DOCUMENT SEGMENT:
((
[9318] in Commercialization & Privatization of the Internet
The annointed
daemon@ATHENA.MIT.EDU (Barry Shein)
Wed Dec 29 01:22:43 1993
Date: Wed, 29 Dec 1993 01:21:57 -0500
From: bzs@world.std.com (Barry Shein)
To: mains@lmic.state.mn.us
Cc: com-priv@psi.com
In-Reply-To: Sheldon Mains 612-297-2376's message of Tue, 28 Dec 1993 13:09:11 -0600 <9312281909.AA25552@host-natasha.lmic.state.mn.us>
>From: mains@lmic.state.mn.us (Sheldon Mains 612-297-2376)
>There has been a number of postings that seem to imply that the people on
>internet now are better than those who could come on in the future.
>Examples include the assertion that UNIX is fine and anyone on the net
>should know it to the complaint that those who buy "Internet in a Box" will
>not bring anything to the net nor know that they should.
Well, what happened with that fortunately very short discussion was
that some people were referring to setting up SLIP and similar, and
others just interactive usage (dial-in to a Unix system), so things
got conflated quickly.
>First, for something like internet to survive the changes in the industry,
>there has to be more than just computer junkies, academics and government
>types on it.
That happened a while ago.
I assure you the vast majority of the several thousand people on my
system don't fit any of the above descriptions. And I'm sure I'm not
unusual in mix for these sorts of systems, even if we're on the large
side customer-wise for this sort of operation.
>Third, the system has to be easier to use. How many of your friends can
>not program their VCR?--and we expect them to understand UNIX, let alone
>DOS?
These thoughts don't follow, even if they might seem to.
In the first place, I don't know how many of my friends can not
program their VCR, particularly beyond those who also don't care a
whole lot. I'm roughly in that category, I can sort of stumble thru
with the manual in my lap but in the last ten years I've probably
programmed my VCR twice, and I couldn't care less really. But it's not
shocking I'm still kinda clueless on the topic.
))
WORK INSTRUCTIONS:
• 1. For each statement about the mailing-list post, answer yes or no and quote the words of the post that decide it.
(a) The reply was sent on December 29, 1993.
(b) The writer says he has programmed his VCR often over the last ten years.
(c) The writer says most people on his system are computer junkies, academics or government types.
• 2. Reproduce the mailing-list post from "Well, what happened" to "a while ago.", substituting "confused" for "conflated".
• 3. Answer these questions on the mailing-list post.
(a) From what email address was the reply sent?
(b) In the quoted complaint, what product are buyers said to bring nothing to the net with?
(c) How many times does the writer say he has probably programmed his VCR in the last ten years?

STORED DATA:
((
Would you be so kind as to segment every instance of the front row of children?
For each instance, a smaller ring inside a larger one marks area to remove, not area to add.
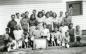
[[[4,40],[6,41],[6,46],[9,46],[8,51],[11,50],[11,46],[15,46],[14,49],[32,47],[35,38],[47,39],[49,46],[63,46],[69,48],[69,43],[80,42],[82,35],[80,26],[77,25],[74,29],[72,23],[68,26],[62,25],[60,28],[55,28],[52,32],[47,29],[46,24],[43,24],[43,27],[40,25],[34,27],[34,29],[31,29],[29,33],[23,32],[18,28],[18,26],[16,26],[13,33],[15,40],[12,40],[9,37],[9,29],[6,28]]]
))
THE RESPONSES:
• 1.
(a) Yes: "Date: Wed, 29 Dec 1993 01:21:57 -0500"
(b) No: "in the last ten years I've probably programmed my VCR twice"
(c) No: "I assure you the vast majority of the several thousand people on my system don't fit any of the above descriptions"

• 2.
Well, what happened with that fortunately very short discussion was
that some people were referring to setting up SLIP and similar, and
others just interactive usage (dial-in to a Unix system), so things
got confused quickly.
>First, for something like internet to survive the changes in the industry,
>there has to be more than just computer junkies, academics and government
>types on it.
That happened a while ago.

• 3.
(a) bzs@world.std.com
(b) "Internet in a Box"
(c) Twice